- [SOLICITUD ESCRITA A]: En el texto sobre el Piraña, ¿cuánto tiempo había pasado Luis Salinas en la cárcel?
- [SOLICITUD ESCRITA B]: Traduce al inglés esta oración del texto sobre el Piraña: "Había estado siete años en la cárcel, desde febrero del ’76."
- [SOLICITUD ESCRITA C]: Prosigue el texto sobre el Piraña desde el punto en que termina.

- [FRAGMENTO DE TEXTO]:

-------

MEDIOS Y COMUNICACION
El Piraña y el puente
Luciano Sanguinetti recrea una anécdota para representar el concepto de hegemonía, referirlo a la construcción cultural y vincularlo con el momento político de la Argentina.
Hace cinco años el azar me puso de testigo de un breve diálogo en su despacho. Sí, en esa casa. El tipo dijo, palabras más palabras menos, que el próximo tendría que tener 45 años. Porque hay que estar preparado, insistió. Hasta físicamente, el próximo tiene que ser nuevo, nosotros ya somos el pasado... Resultaba raro que el tipo al que me refiero dijera eso en aquellas circunstancias, cuando apenas si llevaba tres años en esa casa y había tanto por hacer. Pero lo dijo de una manera especial. Uno podía suponer que se refería a su generación, pero como ese día el Cabezón había repetido por enésima vez en los diarios lo de la reconciliación, uno podía leer entre líneas a qué generación se refería. En ese momento arrancaban los prolegómenos jurídicos de los juicios, después de la derogación de la obediencia debida y el punto final. Era mayo, y el tipo supongo que ya sabía lo que se iba a venir.
Luis Salinas, conocido en el ambiente de la militancia setentista como el Piraña, fue el primer contacto personal que tuve con alguien de esa generación. Periodista, escritor de cuentos para chicos, un día oscuro de agosto de 1983 llegó a mi casa acompañando a su hermano, el Gallego, que era amigo de mi hermano mayor, que ese día cumplía 22, cuando faltaban dos meses para las elecciones nacionales. Había estado siete años en la cárcel, desde febrero del ’76. Me acuerdo, porque nunca me voy a olvidar, cómo nos miraba el Piraña, detrás de los anteojos gruesos, con esa mirada extraña que agudizaba la miopía. En el equipo de música importado desde la frontera paraguaya sonaban los discos de Kiss, Alan Parsons Project, el Pink Floyd del lado oscuro de la luna. Imagino que Luis pensaba que estaba en otro planeta. Supongo que el choque cultural, ese vacío ideológico que evidenciaban los gustos musicales imperantes entre el país que había dejado cuando entró a la cárcel y el que encontraba siete años después, lo llevaría a sentirse como un marciano que se equivocó de galaxia. El Piraña murió el 8 de octubre de 2007. Y todavía circula en YouTube el final de la película de David Blaustein, Cazadores de utopías, donde Luis, en medio de la noche menemista, da ese testimonio, quizás insuperable, de su juventud: “Viví un momento muy luminoso... viví un momento en el que el sentido común general iba a favor del sentido común que tengo, y no es el momento que vivo ahora. Este es un momento en el que el sentido común general va en contra del sentido común que tengo... que no tiene que ver con la comercialización de la vida, que no tiene que ver con la puesta de valor a todo, que no tiene que ver con la creación intencional de insolidaridad, de violencia con el prójimo, que no tiene que ver con eso... que tiene que ver con dignidad, con un nacionalismo que si se quiere se puede resumir con cariño por los vecinos, que se puede reducir a cariño por lo que uno conoce, hasta lo más íntimo, no un nacionalismo de banderas y fanfarrias, sino un nacionalismo de pueblo, de pueblo propio...”.

-------

- [DATOS REGISTRADOS]:
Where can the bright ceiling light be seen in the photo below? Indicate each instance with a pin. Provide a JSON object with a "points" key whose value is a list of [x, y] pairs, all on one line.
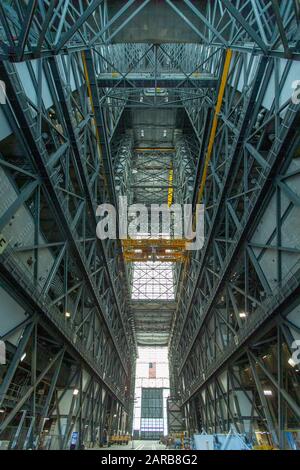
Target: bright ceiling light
{"points": [[291, 362], [23, 357]]}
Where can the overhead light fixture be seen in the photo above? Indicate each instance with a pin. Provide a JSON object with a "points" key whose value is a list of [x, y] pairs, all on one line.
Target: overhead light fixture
{"points": [[23, 357], [291, 362]]}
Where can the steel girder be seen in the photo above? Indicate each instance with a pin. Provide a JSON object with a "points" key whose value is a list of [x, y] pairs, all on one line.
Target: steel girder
{"points": [[45, 28], [66, 166], [228, 292], [52, 393]]}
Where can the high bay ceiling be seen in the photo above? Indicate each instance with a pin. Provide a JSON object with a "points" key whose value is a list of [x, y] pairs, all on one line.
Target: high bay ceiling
{"points": [[164, 102]]}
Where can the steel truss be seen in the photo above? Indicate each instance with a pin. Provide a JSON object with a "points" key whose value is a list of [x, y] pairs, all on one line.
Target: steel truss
{"points": [[55, 181], [236, 299], [230, 296]]}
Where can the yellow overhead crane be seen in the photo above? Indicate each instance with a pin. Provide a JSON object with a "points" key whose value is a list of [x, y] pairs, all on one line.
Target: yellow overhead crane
{"points": [[170, 250], [149, 249]]}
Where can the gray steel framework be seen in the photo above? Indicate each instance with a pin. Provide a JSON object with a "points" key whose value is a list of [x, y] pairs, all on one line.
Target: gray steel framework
{"points": [[237, 299]]}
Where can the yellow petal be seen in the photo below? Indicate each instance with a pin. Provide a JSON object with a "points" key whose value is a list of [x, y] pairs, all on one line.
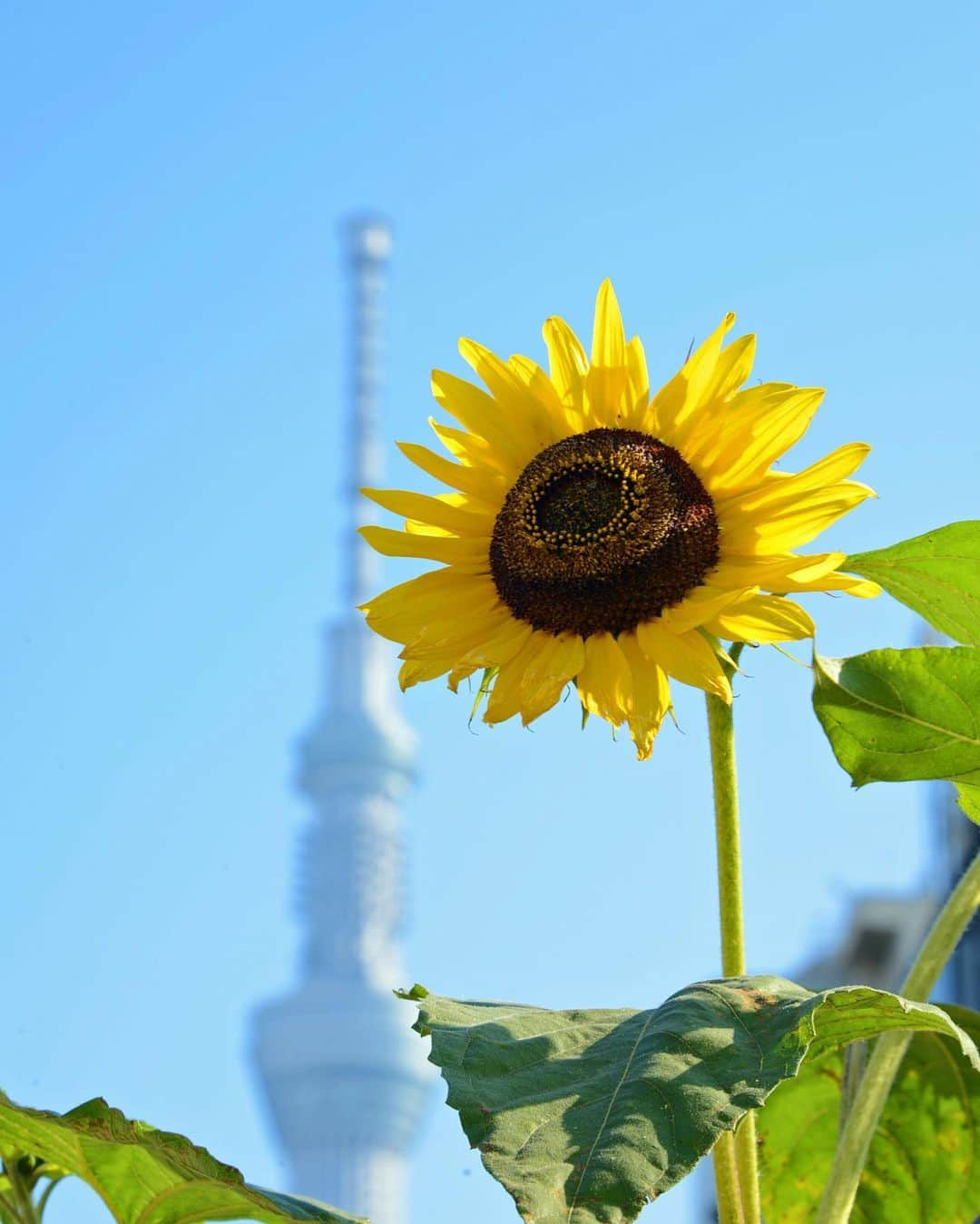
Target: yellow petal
{"points": [[456, 635], [558, 661], [789, 522], [432, 511], [416, 671], [787, 574], [650, 695], [505, 695], [779, 487], [403, 612], [526, 421], [702, 603], [459, 674], [481, 483], [446, 549], [675, 406], [554, 423], [608, 340], [473, 451], [685, 656], [482, 415], [638, 386], [749, 435], [607, 377], [604, 680], [566, 364], [762, 618], [499, 646]]}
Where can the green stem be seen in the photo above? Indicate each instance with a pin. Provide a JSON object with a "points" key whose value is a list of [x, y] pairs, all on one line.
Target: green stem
{"points": [[727, 1181], [889, 1049], [722, 739]]}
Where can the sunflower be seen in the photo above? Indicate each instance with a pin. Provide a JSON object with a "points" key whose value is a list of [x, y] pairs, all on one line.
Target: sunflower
{"points": [[597, 536]]}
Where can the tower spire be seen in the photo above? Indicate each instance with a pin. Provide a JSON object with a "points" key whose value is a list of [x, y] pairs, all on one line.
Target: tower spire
{"points": [[344, 1077]]}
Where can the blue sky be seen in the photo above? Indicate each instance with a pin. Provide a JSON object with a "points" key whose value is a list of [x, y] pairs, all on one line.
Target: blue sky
{"points": [[171, 430]]}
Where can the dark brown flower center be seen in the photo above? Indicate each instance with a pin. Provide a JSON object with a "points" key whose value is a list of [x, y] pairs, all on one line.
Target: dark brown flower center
{"points": [[603, 532]]}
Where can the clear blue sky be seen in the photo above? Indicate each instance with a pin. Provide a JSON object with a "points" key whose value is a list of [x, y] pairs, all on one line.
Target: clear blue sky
{"points": [[172, 397]]}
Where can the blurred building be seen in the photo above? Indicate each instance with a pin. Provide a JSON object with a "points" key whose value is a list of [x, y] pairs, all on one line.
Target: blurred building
{"points": [[881, 933], [344, 1076]]}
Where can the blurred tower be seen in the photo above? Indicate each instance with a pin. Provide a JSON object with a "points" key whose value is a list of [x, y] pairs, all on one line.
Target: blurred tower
{"points": [[344, 1076]]}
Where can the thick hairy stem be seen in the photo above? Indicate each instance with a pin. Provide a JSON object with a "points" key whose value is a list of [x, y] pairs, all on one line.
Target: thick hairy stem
{"points": [[722, 737], [889, 1049]]}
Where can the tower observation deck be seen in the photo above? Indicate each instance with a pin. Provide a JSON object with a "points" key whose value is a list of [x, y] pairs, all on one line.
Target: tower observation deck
{"points": [[344, 1076]]}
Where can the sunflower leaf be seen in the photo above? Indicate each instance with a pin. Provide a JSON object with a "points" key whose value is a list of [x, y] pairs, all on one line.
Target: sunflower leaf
{"points": [[936, 574], [144, 1174], [583, 1116], [905, 715], [924, 1163]]}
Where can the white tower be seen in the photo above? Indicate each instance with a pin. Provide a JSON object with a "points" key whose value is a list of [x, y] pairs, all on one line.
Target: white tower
{"points": [[344, 1076]]}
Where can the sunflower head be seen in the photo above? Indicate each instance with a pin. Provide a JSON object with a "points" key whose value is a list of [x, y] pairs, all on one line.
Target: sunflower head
{"points": [[601, 536]]}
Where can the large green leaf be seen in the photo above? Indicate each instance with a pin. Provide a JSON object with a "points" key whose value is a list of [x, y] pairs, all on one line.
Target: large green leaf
{"points": [[144, 1175], [924, 1163], [586, 1115], [936, 574], [903, 715]]}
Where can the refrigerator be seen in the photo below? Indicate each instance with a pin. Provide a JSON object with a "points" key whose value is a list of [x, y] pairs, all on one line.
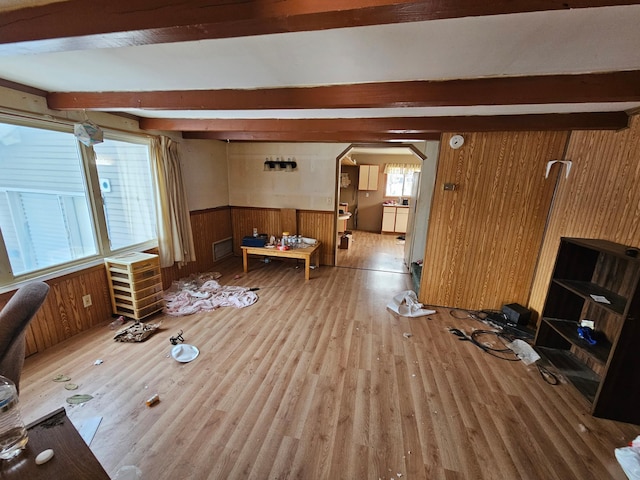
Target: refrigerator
{"points": [[420, 207]]}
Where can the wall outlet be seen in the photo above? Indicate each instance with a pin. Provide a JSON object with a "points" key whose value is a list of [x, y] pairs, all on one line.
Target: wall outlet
{"points": [[86, 301]]}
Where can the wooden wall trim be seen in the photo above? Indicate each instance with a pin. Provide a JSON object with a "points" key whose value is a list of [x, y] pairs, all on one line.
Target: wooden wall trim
{"points": [[600, 199], [485, 236], [63, 314], [311, 223]]}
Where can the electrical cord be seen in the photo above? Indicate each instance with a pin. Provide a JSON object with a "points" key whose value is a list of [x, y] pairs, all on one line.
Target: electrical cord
{"points": [[505, 353], [501, 353]]}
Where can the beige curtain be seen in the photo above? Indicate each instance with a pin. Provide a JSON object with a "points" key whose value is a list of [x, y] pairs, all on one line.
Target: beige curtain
{"points": [[175, 239], [401, 168]]}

-------

- [RESPUESTA A]: Siete años, desde febrero del ’76.

- [RESPUESTA B]: He had been in prison for seven years, since February of ’76.

- [RESPUESTA C]:
Creo que es la traducción más fina de Gramsci y el concepto de hegemonía que se nos puede ocurrir. Ahora vuelvo al tipo, a ese que tampoco está. Y pienso: el tipo le devolvió a la generación del ’70 la posibilidad de concretarse, de ser finalmente para la historia, con sus aciertos y sus errores. Por eso el dibujo genial de Solano López para El Eternauta que la imaginación popular reactualizó con su mirada oblicua detrás de la escafandra es un acierto. El Eternauta es un viajero en el tiempo, dice Oesterheld. Y el tipo lo fue de un modo imprevisible, porque viajó hacia el pasado y volvió, hizo posible que las heridas se curaran, que aquella generación que sólo era recuerdo de la muerte tuviera la posibilidad de ser más que eso. Y pienso: ¿no tendríamos que reconocer a esta altura que en nuestra historia ha habido dos generaciones fundamentales: la del ’37, la de Sarmiento, Mitre, Echeverría, Alberdi, que se concreta treinta años después, para el siglo XIX, y la del setenta para el siglo XX, que se concreta en esta primera década del XXI?
Luis parece saberlo y sigue diciendo en YouTube... “Con algunos compañeros bromeábamos parodiando un poco la frase final de los documentos... ya no venceremos, pero molestaremos. Vamos a seguir siendo un pedazo cultural de esta sociedad y vamos a generar otros compañeros, ya no vamos a volver a ser los protagonistas muy probablemente. El protagonismo de mi vida, por lo menos en este plano, en el plano colectivo, sucedió en un momento en el que era muy joven. Yo quiero que vuelva a suceder, pero me doy cuenta de que no es así, la historia no da estas oportunidades muy a menudo dos veces. Creo que los protagonistas van a ser otros, pero alguien tiene que conectar”.
¿Qué hago? Cómo le digo a Luis que eso pasó. Que lo hicimos, que un día extraño de luto inmenso, la gente lo hizo. Y ojo, no alguien con mayúscula, todos nosotros lo hicimos. Ahora ella dice que quiere ser un puente entre generaciones. Y es cierto. Va a ser un puente, si no lo es ya. Porque con el anuncio de su candidatura a las elecciones presidenciales de octubre se cierra un ciclo histórico. Y comienza otro. Si como dijo el historiador inglés Eric Hobsbawm, el siglo XX fue un siglo corto, que empezó en 1914 y terminó en el año ’89 con la caída del Muro de Berlín, para nosotros fue más largo, y concluye recién este año. Ella cierra y abre un ciclo histórico, su gobierno y el del tipo del que estoy hablando cierran las grietas del siglo XX. La deuda externa, la reinserción de la Argentina en la región, los derechos humanos, un razonable equilibrio entre agro e industria, la ecuación económica equilibrada entre mercado interno y exportaciones, una Corte Suprema finalmente independiente de las corporaciones económicas, y un sistema cultural de muchas voces y muchos medios.
Ahora se vienen otros proyectos. Una agenda nueva. La del siglo XXI.
* Docente investigador. Facultad de Periodismo y Comunicación Social UNLP.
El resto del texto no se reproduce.